### DOCUMENT
━━━━━━━━━━━━━━━━━━━━

Skip to content

Real-World Point Tracking with Verifier-Guided Pseudo-Labeling

Conference: CVPR 2026
arXiv: 2603.12217
Code: kuis-ai.github.io/track_on_r
Area: Video Understanding / Point Tracking
Keywords: point tracking, pseudo-labeling, verifier, multi-teacher ensemble, sim-to-real adaptation

TL;DR

A learnable Verifier meta-model is proposed, trained on synthetic data to "judge tracker prediction reliability" and transferred to the real world. By evaluating predictions from 6 pre-trained teachers frame-by-frame to select the most reliable pseudo-labels, the Track-On-R model achieves comprehensive SOTA across 4 real-world benchmarks using only ~5K real videos for fine-tuning.

Background & Motivation

Background: Long-range point tracking models (e.g., CoTracker, TAPIR, Track-On) are typically trained on synthetic data (TAP-Vid Kubric). Recent self-training methods (BootsTAPIR, CoTracker3) use pseudo-labels on real videos to bridge the sim-to-real gap.

━━━━━━━━━━━━━━━━━━━━

### STATED TASK A
Copy the stretch of the point tracking summary from "Skip to content" through "videos for fine-tuning.", replacing "synthetic data" with "simulated data".
### STATED TASK B
List every keyword given in the point tracking summary.
The records have nothing to do with this work.

### PROVIDED DATA

━━━━━━━━━━━━━━━━━━━━

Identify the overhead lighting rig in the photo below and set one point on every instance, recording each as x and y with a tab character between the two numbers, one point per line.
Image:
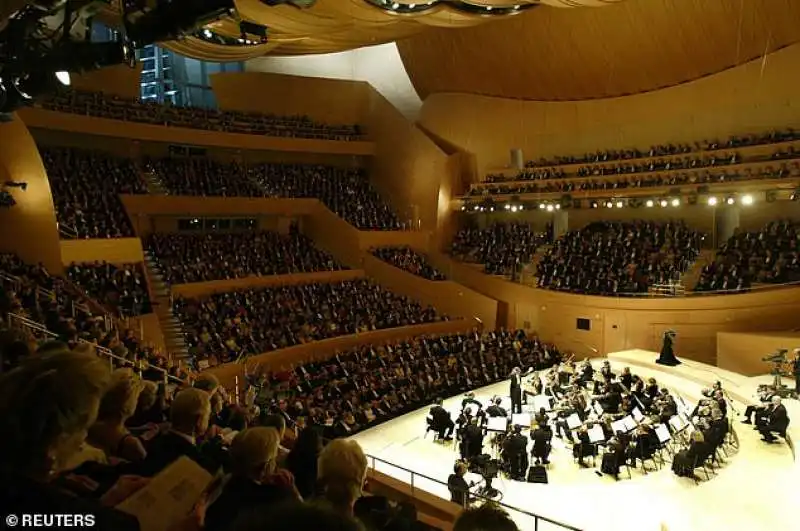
41	45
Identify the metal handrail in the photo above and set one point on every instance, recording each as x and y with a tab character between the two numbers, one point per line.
536	517
139	365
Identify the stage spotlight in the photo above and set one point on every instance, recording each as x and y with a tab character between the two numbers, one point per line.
63	77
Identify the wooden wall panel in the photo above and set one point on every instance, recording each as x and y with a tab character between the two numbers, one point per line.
203	289
751	98
332	101
29	228
103	127
409	169
743	352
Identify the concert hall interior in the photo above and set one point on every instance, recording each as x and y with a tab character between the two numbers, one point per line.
395	265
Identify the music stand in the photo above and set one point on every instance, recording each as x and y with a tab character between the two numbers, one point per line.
663	433
521	419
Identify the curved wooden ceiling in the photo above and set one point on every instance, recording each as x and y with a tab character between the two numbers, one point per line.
338	25
633	46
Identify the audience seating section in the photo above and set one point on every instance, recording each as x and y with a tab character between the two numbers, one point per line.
410	261
501	248
86	186
186	258
116	108
253	321
769	256
615	258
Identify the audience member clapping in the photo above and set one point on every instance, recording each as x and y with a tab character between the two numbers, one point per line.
502	247
409	260
47	405
770	255
185	258
120	287
615	258
86	186
116	108
260	320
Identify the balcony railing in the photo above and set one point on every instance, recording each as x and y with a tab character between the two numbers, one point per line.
526	520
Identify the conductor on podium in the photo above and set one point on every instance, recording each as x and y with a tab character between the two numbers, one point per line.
516	390
667	356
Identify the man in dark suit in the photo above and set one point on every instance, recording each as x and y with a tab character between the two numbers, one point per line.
441	421
189	416
777	420
516	390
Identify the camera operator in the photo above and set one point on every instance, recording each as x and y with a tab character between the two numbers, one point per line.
457	485
515	455
441	421
471	440
495	410
765	397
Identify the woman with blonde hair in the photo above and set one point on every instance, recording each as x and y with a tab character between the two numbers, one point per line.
253	457
118	405
341	471
47	405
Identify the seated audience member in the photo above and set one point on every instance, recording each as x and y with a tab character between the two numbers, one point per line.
341	474
457	485
185	258
396	378
252	462
302	461
189	417
502	248
615	258
86	186
122	288
409	260
258	320
109	433
61	393
768	256
294	516
149	410
487	517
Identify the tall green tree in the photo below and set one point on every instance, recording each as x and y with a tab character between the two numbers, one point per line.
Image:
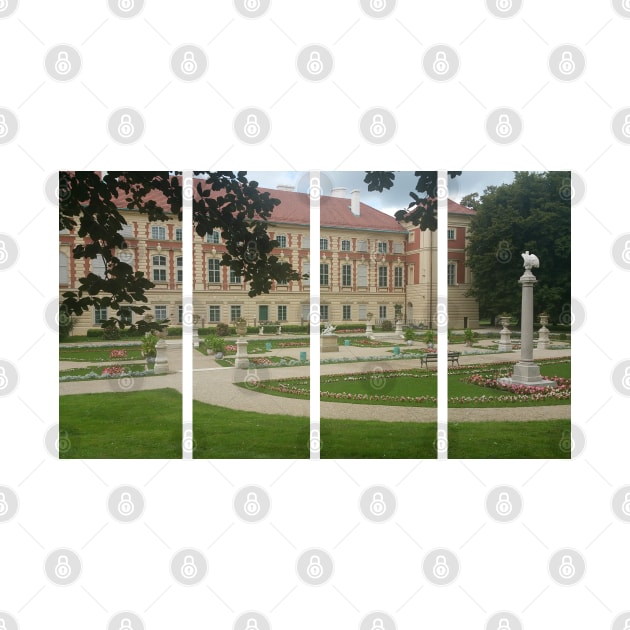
531	214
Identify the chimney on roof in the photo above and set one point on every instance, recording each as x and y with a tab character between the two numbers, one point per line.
338	191
355	202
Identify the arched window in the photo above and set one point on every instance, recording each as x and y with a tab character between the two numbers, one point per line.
63	268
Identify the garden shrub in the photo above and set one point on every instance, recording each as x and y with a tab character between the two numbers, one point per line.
222	329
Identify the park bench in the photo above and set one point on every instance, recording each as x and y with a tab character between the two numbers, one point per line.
431	357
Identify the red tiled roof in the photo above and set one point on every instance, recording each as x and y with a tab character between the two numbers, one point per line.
456	208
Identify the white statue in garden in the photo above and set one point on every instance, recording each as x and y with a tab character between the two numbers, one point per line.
530	260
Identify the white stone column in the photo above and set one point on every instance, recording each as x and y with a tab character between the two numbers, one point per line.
526	372
161	359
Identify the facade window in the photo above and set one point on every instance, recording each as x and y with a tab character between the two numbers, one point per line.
98	266
323	274
450	274
158	232
306	269
126	231
125	315
63	268
213	237
382	276
362	275
100	315
159	268
346	275
214	273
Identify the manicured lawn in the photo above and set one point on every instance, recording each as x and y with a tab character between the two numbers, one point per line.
144	425
97	353
126	425
361	439
508	440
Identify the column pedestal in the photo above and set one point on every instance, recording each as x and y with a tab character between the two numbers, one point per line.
161	360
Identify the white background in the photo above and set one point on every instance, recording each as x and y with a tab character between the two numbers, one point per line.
314	125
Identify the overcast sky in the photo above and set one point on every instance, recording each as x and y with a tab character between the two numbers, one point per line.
388	201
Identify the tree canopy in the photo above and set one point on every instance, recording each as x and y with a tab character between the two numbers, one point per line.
421	211
91	205
533	213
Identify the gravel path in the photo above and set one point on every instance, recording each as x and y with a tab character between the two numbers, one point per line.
217	385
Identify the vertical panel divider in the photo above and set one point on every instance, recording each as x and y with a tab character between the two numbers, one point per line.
314	316
187	316
441	316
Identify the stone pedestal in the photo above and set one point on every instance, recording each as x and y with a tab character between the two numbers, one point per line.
543	333
328	343
526	372
241	360
161	359
505	343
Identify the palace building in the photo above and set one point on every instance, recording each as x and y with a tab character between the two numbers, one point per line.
368	264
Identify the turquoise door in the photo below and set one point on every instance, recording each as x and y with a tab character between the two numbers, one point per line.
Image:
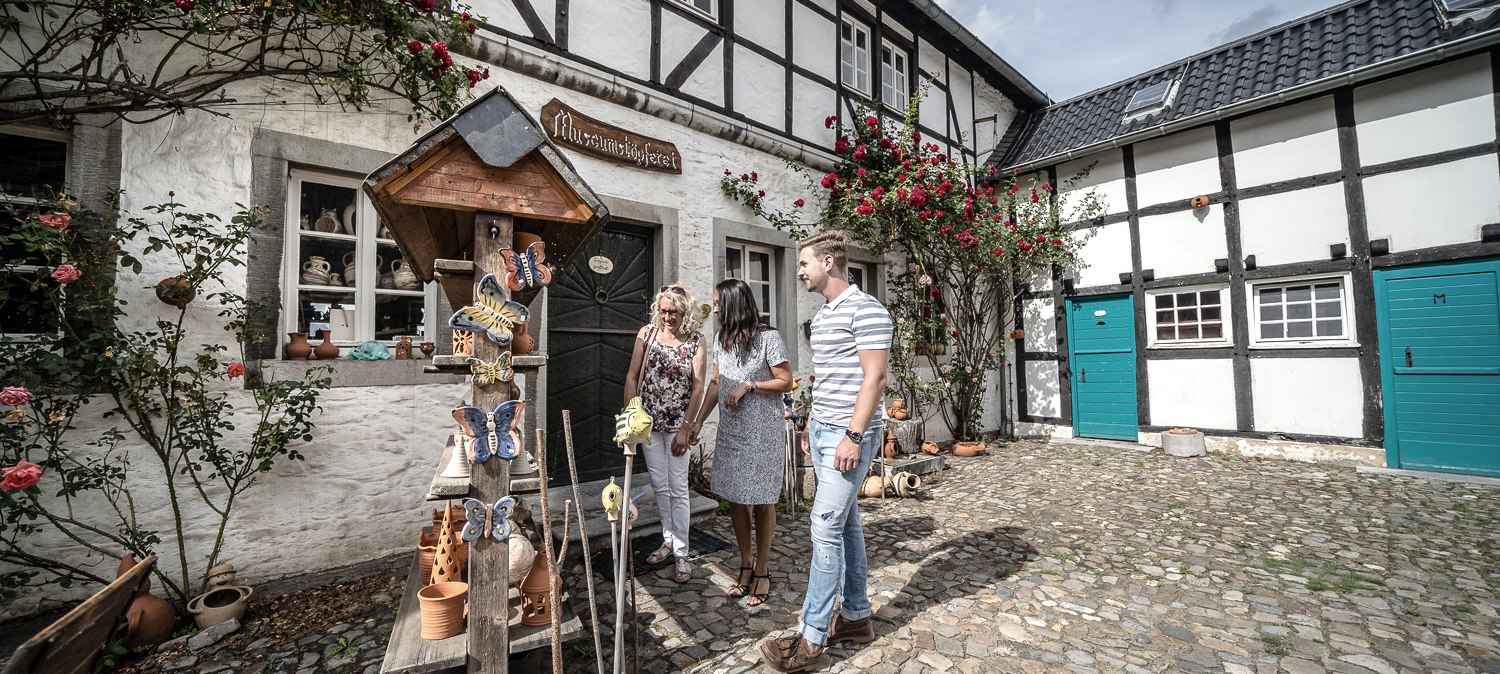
1101	350
1440	365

━━━━━━━━━━━━━━━━━━━━

### TASK RESPONSE A
Skip to content

Real-World Point Tracking with Verifier-Guided Pseudo-Labeling

Conference: CVPR 2026
arXiv: 2603.12217
Code: kuis-ai.github.io/track_on_r
Area: Video Understanding / Point Tracking
Keywords: point tracking, pseudo-labeling, verifier, multi-teacher ensemble, sim-to-real adaptation

TL;DR

A learnable Verifier meta-model is proposed, trained on simulated data to "judge tracker prediction reliability" and transferred to the real world. By evaluating predictions from 6 pre-trained teachers frame-by-frame to select the most reliable pseudo-labels, the Track-On-R model achieves comprehensive SOTA across 4 real-world benchmarks using only ~5K real videos for fine-tuning.

### TASK RESPONSE B
point tracking
pseudo-labeling
verifier
multi-teacher ensemble
sim-to-real adaptation